• Required task:
Copy out all the items below again, changing every "pixel coordinates" to "image coordinates" and leaving everything else as it stands.

• Material supplied:

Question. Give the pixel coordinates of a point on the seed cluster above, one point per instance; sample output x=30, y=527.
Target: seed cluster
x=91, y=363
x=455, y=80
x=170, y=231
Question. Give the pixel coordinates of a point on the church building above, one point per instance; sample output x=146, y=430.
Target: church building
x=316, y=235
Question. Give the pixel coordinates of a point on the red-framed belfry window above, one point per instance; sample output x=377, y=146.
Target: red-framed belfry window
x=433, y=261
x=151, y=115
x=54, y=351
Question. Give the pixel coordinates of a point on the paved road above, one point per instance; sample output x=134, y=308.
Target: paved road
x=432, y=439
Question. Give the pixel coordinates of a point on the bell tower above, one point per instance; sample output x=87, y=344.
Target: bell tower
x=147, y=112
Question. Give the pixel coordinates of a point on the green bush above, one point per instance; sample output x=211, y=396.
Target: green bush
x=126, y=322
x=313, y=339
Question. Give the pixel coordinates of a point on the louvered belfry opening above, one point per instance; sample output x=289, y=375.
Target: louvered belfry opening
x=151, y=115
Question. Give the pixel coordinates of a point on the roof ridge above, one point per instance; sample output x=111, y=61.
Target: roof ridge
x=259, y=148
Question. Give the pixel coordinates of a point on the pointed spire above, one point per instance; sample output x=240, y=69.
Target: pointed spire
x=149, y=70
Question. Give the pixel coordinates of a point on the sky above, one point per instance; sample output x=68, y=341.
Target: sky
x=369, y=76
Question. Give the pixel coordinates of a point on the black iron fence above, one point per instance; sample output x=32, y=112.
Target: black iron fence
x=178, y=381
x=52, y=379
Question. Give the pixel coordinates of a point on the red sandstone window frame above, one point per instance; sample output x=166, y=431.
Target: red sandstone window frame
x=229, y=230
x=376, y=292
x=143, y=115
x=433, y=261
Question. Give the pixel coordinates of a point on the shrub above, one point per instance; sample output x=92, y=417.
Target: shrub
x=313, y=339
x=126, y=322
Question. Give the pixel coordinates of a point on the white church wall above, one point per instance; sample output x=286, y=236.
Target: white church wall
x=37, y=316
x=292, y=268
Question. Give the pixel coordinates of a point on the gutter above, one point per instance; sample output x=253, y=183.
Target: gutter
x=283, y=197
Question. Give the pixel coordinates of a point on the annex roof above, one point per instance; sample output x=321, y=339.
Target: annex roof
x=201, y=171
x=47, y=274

• Task answer:
Question. Give the image coordinates of a point on the seed cluster above, one point per instance; sample output x=30, y=527.
Target: seed cluster
x=91, y=363
x=455, y=80
x=170, y=231
Question. Give the image coordinates of a point on the church building above, one point per instance; sample output x=146, y=430.
Target: church building
x=316, y=235
Question. Give the image coordinates of a point on the red-framed belfry window above, one point per instance; sample output x=377, y=146.
Target: red-framed belfry window
x=433, y=261
x=151, y=115
x=54, y=351
Question. Give the image coordinates of a point on the paved road above, one point per instance; sample output x=134, y=308.
Target: paved road
x=432, y=439
Question. Give the image coordinates of a point on the bell tower above, one point per instance; sample output x=87, y=344.
Target: bell tower
x=147, y=112
Question. Give the image coordinates of a point on the green bush above, one point per instance; sample output x=211, y=396.
Target: green bush
x=126, y=322
x=313, y=339
Question. Give the image coordinates of a point on the louvered belfry opening above, one point per instance; sample output x=289, y=375.
Target: louvered belfry opening
x=151, y=115
Question. Give the image coordinates of a point on the roof ridge above, one point per instance; sample output x=111, y=61.
Target: roof ridge
x=259, y=148
Question. Give the image coordinates of a point on the pointed spire above, one point per instance; sample output x=240, y=69.
Target: pointed spire
x=149, y=70
Question. Give the image coordinates of a point on the sky above, one point per instance; sample output x=68, y=341.
Target: sky
x=369, y=76
Question. Give the image coordinates of a point on the black iron fence above, one point per instance; sample output x=32, y=112.
Target: black iron fence
x=178, y=381
x=52, y=379
Question. Give the image coordinates of a point on the red sandstone window frame above, one point per instance; sample output x=166, y=431.
Target: red sandstone window frame
x=229, y=230
x=376, y=292
x=143, y=115
x=433, y=261
Question. Give the image coordinates of a point on the shrub above, one point per instance; sample output x=92, y=417.
Target: shrub
x=313, y=339
x=126, y=322
Question. Give the image coordinates of a point on the white church wall above, one point per instance; sample output x=286, y=236.
Target: white church wall
x=37, y=316
x=292, y=268
Question. Give the image coordinates of a point on the gutter above, one point per instance; sample output x=253, y=183.
Target: gutter
x=283, y=197
Question. Give the image coordinates of a point on the annex roof above, one point per instance; sample output x=321, y=339.
Target: annex roof
x=201, y=171
x=47, y=274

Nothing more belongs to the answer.